━━━ Supplied material ━━━
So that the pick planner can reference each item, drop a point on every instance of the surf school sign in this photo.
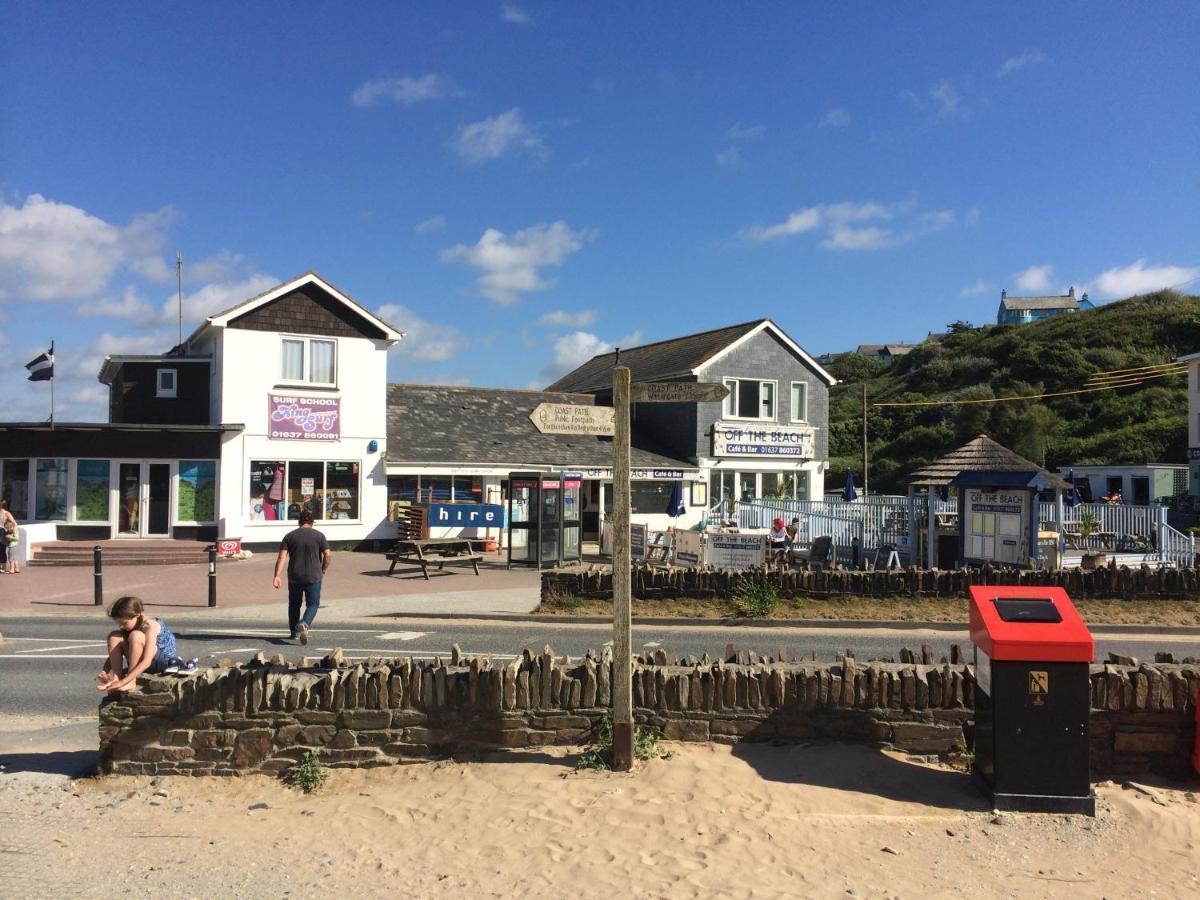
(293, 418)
━━━
━━━ Supplied material ━━━
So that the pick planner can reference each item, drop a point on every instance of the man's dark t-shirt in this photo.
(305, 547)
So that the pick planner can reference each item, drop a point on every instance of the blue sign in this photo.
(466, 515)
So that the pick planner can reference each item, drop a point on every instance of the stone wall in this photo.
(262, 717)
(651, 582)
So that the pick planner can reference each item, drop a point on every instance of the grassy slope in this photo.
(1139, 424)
━━━
What is being asked
Put the lines, starting at the line that contains "wall in this photo." and ending after the line that contains "(1139, 424)", into a numbered list, leaving out any blank lines.

Task answer
1. So that the pick planner can reference each item, drop a point on every instance of the stone wall in this photo.
2. (262, 717)
3. (651, 582)
4. So that the pick planner can reference each item, drop a point on every instance of the grassy slope in this photo.
5. (1139, 424)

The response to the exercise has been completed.